** Given request **
Place each line of the rows below, from the line with "Please identify the leather" to the line with "(1097, 753)", both included, into a JSON list of strings, one string per line, leaving out any blank lines.

· · · · · · ·

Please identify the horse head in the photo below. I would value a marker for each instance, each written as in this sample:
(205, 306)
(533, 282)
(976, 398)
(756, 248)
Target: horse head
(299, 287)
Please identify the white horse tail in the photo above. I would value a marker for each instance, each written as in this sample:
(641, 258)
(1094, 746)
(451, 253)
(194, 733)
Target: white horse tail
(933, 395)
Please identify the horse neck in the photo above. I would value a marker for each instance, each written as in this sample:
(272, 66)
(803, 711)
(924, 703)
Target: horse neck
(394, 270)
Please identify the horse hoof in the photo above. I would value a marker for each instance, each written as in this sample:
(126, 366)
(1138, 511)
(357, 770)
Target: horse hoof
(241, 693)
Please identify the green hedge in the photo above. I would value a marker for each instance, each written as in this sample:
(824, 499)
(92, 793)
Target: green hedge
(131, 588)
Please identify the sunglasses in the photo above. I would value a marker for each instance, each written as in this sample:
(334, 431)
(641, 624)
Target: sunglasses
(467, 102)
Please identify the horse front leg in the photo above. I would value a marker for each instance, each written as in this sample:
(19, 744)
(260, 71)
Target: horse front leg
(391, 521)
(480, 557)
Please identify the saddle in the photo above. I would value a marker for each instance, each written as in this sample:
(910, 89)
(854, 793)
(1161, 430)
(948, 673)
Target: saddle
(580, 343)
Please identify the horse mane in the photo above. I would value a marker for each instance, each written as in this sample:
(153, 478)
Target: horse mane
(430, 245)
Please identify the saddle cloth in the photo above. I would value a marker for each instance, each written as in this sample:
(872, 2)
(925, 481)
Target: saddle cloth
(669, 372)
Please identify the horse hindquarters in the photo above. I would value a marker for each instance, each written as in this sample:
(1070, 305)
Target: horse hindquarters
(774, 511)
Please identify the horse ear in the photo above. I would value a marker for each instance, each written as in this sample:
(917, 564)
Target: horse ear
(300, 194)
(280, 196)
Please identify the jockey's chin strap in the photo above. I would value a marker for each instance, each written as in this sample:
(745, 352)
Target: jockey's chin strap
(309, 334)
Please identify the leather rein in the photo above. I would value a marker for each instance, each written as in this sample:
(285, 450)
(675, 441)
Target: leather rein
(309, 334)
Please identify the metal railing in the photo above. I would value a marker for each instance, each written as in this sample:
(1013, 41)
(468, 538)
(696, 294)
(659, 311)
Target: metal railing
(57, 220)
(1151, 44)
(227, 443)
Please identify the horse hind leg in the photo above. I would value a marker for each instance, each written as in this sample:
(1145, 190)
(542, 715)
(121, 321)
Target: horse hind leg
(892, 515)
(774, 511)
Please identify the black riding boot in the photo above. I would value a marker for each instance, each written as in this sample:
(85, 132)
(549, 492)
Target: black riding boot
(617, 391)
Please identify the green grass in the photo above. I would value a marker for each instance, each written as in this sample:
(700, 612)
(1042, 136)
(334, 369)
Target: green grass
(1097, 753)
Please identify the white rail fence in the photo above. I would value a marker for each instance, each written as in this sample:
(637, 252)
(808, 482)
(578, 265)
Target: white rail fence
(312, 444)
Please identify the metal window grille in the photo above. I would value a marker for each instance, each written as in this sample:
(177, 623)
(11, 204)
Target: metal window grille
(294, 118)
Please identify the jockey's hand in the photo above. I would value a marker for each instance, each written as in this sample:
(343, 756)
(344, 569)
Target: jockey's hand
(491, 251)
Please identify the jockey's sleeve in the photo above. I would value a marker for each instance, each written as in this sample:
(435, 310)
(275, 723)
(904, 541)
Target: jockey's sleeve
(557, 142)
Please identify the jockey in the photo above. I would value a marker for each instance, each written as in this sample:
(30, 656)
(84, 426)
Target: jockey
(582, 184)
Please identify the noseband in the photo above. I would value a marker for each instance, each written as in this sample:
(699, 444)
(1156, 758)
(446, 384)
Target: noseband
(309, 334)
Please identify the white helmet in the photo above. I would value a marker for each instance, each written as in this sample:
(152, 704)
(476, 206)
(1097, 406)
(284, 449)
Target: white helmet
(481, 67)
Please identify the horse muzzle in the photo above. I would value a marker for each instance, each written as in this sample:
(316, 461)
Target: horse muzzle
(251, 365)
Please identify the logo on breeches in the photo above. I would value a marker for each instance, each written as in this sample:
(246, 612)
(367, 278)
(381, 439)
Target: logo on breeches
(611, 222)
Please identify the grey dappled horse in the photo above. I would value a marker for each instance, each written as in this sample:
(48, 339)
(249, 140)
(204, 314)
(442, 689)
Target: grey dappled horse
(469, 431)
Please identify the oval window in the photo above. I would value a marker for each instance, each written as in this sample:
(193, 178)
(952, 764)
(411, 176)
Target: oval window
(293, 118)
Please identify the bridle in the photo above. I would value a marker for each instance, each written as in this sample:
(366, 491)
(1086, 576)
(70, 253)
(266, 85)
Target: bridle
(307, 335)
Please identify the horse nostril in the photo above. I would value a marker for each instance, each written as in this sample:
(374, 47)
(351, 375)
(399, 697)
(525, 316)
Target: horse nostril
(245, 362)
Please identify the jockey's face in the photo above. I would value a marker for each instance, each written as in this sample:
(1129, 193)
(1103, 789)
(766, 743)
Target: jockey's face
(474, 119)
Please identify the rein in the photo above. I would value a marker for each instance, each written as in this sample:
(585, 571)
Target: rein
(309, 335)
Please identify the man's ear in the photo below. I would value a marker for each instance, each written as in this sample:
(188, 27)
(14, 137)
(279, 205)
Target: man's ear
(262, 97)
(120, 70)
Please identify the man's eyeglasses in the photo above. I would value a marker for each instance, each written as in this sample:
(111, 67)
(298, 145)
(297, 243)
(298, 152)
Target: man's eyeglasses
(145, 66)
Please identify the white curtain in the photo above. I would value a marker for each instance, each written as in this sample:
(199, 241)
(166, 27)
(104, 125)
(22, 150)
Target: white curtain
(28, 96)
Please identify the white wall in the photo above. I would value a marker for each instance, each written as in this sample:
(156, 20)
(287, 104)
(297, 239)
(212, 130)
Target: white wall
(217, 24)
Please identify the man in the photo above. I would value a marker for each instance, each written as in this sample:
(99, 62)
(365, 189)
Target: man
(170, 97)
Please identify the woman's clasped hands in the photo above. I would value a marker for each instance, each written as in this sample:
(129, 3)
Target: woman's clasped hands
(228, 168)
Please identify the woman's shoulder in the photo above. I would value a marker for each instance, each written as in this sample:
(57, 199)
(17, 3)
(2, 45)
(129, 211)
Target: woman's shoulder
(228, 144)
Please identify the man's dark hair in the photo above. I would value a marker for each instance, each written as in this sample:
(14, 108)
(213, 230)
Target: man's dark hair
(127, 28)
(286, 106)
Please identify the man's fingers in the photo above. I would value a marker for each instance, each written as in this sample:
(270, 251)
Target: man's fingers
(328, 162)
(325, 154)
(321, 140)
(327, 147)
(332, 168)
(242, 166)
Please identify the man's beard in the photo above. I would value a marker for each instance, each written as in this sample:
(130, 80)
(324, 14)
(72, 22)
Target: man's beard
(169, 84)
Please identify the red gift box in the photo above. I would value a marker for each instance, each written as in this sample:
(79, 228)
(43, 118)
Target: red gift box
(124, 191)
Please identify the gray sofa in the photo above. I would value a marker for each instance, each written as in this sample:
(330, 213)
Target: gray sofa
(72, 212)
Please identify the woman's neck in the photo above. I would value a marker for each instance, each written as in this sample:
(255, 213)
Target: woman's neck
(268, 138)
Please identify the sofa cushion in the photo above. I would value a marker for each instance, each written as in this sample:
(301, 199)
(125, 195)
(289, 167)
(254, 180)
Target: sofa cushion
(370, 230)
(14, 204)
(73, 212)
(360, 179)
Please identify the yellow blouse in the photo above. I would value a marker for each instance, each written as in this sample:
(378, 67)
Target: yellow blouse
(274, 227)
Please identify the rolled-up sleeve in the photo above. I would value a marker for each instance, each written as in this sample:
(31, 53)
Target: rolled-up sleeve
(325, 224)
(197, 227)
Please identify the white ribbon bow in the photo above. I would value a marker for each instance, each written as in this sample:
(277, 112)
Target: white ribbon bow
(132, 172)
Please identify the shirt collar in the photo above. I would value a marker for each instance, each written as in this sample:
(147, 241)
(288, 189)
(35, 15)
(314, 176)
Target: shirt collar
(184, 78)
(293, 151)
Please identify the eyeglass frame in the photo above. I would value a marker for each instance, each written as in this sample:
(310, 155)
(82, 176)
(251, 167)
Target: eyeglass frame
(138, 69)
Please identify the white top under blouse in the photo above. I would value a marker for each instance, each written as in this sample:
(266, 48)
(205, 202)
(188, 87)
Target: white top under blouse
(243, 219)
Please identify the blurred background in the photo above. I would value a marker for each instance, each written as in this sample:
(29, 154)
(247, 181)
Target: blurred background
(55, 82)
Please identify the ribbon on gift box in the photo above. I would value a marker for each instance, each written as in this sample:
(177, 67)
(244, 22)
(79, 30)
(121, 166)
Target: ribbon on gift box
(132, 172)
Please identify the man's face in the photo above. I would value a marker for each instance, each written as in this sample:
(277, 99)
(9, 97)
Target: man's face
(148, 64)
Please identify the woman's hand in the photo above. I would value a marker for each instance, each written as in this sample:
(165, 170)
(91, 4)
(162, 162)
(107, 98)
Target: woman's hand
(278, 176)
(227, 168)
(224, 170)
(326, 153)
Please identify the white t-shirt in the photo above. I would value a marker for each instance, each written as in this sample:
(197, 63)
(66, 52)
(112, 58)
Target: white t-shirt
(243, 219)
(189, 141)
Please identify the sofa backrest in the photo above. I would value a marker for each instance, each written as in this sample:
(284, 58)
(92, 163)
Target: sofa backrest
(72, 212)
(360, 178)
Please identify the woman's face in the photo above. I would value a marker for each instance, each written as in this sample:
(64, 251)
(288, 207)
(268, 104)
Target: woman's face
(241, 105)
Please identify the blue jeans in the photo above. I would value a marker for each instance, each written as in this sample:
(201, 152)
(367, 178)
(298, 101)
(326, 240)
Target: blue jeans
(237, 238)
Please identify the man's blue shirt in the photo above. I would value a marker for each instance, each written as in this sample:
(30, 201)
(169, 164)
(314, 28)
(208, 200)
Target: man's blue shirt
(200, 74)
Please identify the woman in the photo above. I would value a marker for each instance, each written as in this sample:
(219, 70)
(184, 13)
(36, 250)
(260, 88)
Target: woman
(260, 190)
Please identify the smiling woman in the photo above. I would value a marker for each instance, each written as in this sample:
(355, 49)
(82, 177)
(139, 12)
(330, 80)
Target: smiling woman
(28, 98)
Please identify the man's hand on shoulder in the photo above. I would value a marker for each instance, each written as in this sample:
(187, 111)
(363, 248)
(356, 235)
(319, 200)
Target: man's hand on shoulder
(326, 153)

· · · · · · ·

** Result for this exercise **
[
  "Please identify the leather rein in the photo above. I would value a marker for each instance, each written as in this sample:",
  "(285, 450)",
  "(675, 441)",
  "Target: leather rein",
  "(309, 334)",
  "Please identify the metal railing in the photo above. I would value a marker for each instance, each written as in this sample:",
  "(1013, 41)",
  "(468, 538)",
  "(696, 294)",
  "(659, 311)",
  "Target: metal railing",
  "(57, 220)",
  "(1151, 44)",
  "(227, 443)",
  "Please identify the horse hind leg in the photo above. I would value a marker for each instance, each written as in this sample:",
  "(1145, 190)",
  "(542, 715)",
  "(121, 321)",
  "Target: horse hind leg",
  "(892, 515)",
  "(774, 511)",
  "Please identify the black riding boot in the photo above. I would value a marker for each instance, each written as in this sample:",
  "(85, 132)",
  "(549, 492)",
  "Target: black riding boot",
  "(617, 391)",
  "Please identify the green grass in the photo above. I would value a marker for each instance, each written as in this sample:",
  "(700, 612)",
  "(1042, 136)",
  "(334, 369)",
  "Target: green grass",
  "(1097, 753)"
]